**Required work:** Return each line of the data below exactly, omitting any pictures.

**Data supplied:**
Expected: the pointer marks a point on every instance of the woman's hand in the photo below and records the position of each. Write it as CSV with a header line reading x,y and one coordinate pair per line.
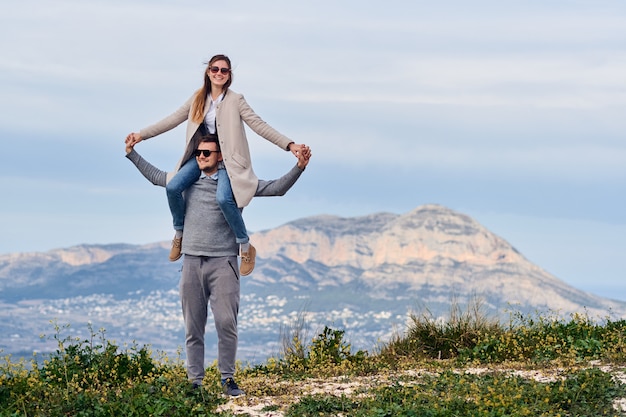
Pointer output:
x,y
133,138
295,148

**Task output:**
Expected: the pointer marks a point on every instance of the woman's hand in the photo below and records the position of each. Write it as CSV with a header line reading x,y and one coordinate pair per line.
Pointer output:
x,y
133,138
295,148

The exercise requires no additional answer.